◆ EXERCISE PROMPT
Every record here should be printed again exactly.

◆ EXTRACTED DATA
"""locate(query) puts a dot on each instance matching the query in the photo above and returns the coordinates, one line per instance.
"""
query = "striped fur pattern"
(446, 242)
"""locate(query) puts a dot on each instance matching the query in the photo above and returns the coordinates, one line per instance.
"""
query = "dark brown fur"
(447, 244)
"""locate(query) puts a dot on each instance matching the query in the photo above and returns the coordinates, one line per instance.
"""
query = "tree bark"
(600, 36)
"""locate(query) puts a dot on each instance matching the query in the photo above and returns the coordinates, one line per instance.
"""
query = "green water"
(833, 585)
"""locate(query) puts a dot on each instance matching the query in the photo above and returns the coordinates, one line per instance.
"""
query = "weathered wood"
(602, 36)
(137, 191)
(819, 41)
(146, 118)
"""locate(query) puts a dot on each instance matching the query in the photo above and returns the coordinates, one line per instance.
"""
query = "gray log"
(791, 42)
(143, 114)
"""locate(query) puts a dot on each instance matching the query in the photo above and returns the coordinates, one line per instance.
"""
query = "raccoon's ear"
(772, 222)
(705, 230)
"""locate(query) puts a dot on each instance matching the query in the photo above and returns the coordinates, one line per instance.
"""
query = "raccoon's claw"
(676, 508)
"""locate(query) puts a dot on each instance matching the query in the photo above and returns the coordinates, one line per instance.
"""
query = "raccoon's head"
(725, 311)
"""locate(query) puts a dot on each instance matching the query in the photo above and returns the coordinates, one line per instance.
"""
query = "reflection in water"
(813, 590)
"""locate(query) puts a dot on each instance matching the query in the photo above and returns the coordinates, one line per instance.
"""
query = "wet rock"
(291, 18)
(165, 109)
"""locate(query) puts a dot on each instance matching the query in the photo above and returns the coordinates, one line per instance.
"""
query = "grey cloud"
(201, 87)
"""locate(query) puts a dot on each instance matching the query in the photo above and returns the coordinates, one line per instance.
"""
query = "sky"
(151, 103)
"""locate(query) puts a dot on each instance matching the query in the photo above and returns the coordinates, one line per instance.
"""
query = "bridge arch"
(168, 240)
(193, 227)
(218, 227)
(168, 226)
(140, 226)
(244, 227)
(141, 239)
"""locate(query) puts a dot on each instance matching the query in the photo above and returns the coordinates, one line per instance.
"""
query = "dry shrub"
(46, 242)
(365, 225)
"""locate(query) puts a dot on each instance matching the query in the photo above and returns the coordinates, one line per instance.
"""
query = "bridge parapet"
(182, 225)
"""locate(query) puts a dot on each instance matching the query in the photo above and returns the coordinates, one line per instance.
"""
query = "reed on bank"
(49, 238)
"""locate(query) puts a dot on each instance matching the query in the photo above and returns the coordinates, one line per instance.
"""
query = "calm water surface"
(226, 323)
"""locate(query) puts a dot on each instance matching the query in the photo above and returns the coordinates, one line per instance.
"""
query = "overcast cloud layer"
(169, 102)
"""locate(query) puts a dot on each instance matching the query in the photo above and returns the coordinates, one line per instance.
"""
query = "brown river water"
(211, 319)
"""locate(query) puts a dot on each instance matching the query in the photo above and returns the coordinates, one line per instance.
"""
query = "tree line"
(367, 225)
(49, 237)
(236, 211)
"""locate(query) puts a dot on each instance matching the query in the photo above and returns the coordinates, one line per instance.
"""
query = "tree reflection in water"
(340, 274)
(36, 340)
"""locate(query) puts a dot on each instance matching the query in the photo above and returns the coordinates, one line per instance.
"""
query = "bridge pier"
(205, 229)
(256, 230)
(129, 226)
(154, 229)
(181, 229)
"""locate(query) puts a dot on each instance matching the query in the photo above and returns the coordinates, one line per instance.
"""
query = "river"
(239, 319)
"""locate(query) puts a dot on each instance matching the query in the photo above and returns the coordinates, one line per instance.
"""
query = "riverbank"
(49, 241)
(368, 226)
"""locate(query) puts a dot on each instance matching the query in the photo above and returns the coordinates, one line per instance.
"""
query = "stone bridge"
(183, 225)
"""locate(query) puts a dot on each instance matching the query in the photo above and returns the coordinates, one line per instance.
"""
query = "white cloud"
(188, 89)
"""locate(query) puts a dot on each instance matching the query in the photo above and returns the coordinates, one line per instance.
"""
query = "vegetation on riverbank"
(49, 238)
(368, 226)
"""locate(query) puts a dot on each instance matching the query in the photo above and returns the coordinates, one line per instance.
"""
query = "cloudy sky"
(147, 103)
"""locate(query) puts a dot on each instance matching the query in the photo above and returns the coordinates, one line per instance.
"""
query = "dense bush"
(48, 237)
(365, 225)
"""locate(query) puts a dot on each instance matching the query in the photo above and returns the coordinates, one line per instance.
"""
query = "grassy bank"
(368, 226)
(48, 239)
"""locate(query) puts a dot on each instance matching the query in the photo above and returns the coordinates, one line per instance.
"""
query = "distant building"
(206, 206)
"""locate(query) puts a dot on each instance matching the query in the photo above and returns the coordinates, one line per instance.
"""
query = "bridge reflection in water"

◆ OUTPUT OF THE EXERCISE
"""locate(query) puts a dot on each instance matching the query in the photo above and returns the coordinates, one line per instance.
"""
query = "striped fur pattern"
(446, 242)
"""locate(query) puts a dot on each instance matching the query in the photo above and returns the coordinates, one line per instance.
"""
query = "dark brown fur"
(447, 244)
"""locate(query) puts a dot on each instance matching the query in the photo above and returns the coordinates, one line per instance.
"""
query = "tree bark"
(600, 36)
"""locate(query) puts a dot on each instance matching the query in the photo above and returns the coordinates, one line per instance.
"""
query = "green water"
(833, 585)
"""locate(query) puts a dot on each instance matching the query in the photo above and returns the coordinates, one line per instance.
"""
query = "weathered wood"
(602, 36)
(137, 191)
(819, 41)
(146, 118)
"""locate(query) puts a dot on each instance matching the query in the photo above and returns the coordinates, one line per instance.
"""
query = "gray log"
(791, 42)
(143, 114)
"""locate(query) puts a dot on each instance matching the query in the photo above and returns the coordinates, one line per instance.
"""
query = "raccoon's ear"
(772, 222)
(705, 230)
"""locate(query) puts a dot on each instance matching the query in the photo above and returns the coordinates, one line per instance.
"""
query = "raccoon's claw"
(676, 508)
"""locate(query) puts a dot on each instance matching the query in the photo above and returns the coordinates, one line per instance.
"""
query = "raccoon's head"
(725, 311)
"""locate(query) puts a dot on each instance matching the query in the photo above and returns the coordinates, one line per instance.
"""
query = "reflection in water"
(813, 590)
"""locate(query) puts a dot on each instance matching the query in the photo above and returns the coordinates, one line per instance.
"""
query = "wet rock"
(291, 18)
(165, 109)
"""locate(query) puts a dot on each instance matching the query in the photo above and returns the coordinates, one line per instance.
"""
query = "grey cloud"
(201, 87)
"""locate(query) puts a dot on each instance matching the query in the photo above and returns the coordinates, one line per instance.
"""
query = "sky"
(151, 103)
"""locate(query) puts a dot on each instance matching the query in the photo above and returns the coordinates, one line per instance.
"""
query = "bridge arch"
(168, 240)
(193, 227)
(218, 227)
(168, 226)
(140, 226)
(244, 227)
(141, 239)
"""locate(query) puts a dot on each instance matching the query in the photo above and returns the coordinates, one line per instance.
"""
query = "dry shrub"
(46, 242)
(365, 225)
"""locate(query) puts a dot on each instance matching the query in the photo above and returns the coordinates, one line per instance.
"""
query = "bridge parapet"
(182, 225)
"""locate(query) puts a dot on each instance matching the query in the photo above and returns the coordinates, one line per instance.
"""
query = "reed on bank"
(49, 238)
"""locate(query) puts a dot on each instance matching the query in the photo above and returns the coordinates, one line per instance.
"""
query = "calm water surface"
(226, 323)
"""locate(query) puts a dot on each instance matching the query in the photo above and returns the coordinates, one line per instance.
"""
query = "overcast cloud layer"
(169, 102)
"""locate(query) puts a dot on each instance matching the query in the photo above and returns the coordinates, one line per instance.
"""
query = "brown river water"
(211, 319)
"""locate(query) puts a dot on each instance matching the query in the photo above and returns the coordinates, one line per instance.
"""
query = "tree line"
(367, 225)
(49, 237)
(236, 211)
"""locate(query) puts a dot on each instance matching the query in the photo above and returns the coordinates, one line per instance.
"""
query = "tree reflection in water"
(340, 274)
(36, 340)
"""locate(query) puts a dot on each instance matching the query in the photo above and returns the coordinates, one line per instance.
"""
query = "bridge pier"
(205, 229)
(256, 230)
(129, 226)
(154, 229)
(181, 229)
"""locate(query) puts a dot on each instance matching the query in the photo above and returns the coordinates, one line per instance.
"""
query = "river"
(239, 319)
"""locate(query) puts a dot on each instance matching the query in the photo above and returns the coordinates, one line per instance.
"""
query = "riverbank"
(49, 241)
(368, 226)
"""locate(query) puts a dot on each instance matching the query in the photo above and returns the coordinates, one line per instance.
"""
query = "stone bridge"
(183, 225)
"""locate(query) puts a dot on each instance matching the query in the photo above and returns the coordinates, one line per instance.
"""
query = "white cloud"
(188, 89)
"""locate(query) puts a dot on each instance matching the query in the photo above and returns the coordinates, one line per instance.
"""
query = "vegetation on riverbank"
(49, 238)
(368, 226)
"""locate(query) puts a dot on each instance matching the query in the photo above and returns the coordinates, one line per instance.
"""
query = "cloudy sky"
(147, 103)
"""locate(query) puts a dot on each instance matching the query in the photo above and returns the coordinates, one line per instance.
"""
query = "dense bush"
(48, 237)
(365, 225)
"""locate(query) puts a dot on each instance matching the query in the photo above and returns the coordinates, one line per instance.
"""
query = "grassy bank"
(368, 226)
(48, 239)
"""locate(query) puts a dot on each instance matching the query in the photo above and returns the coordinates, one line per instance.
"""
query = "distant building"
(206, 206)
"""locate(query) puts a dot on each instance matching the query in the photo above and returns the coordinates, one line per instance.
"""
query = "bridge reflection in water"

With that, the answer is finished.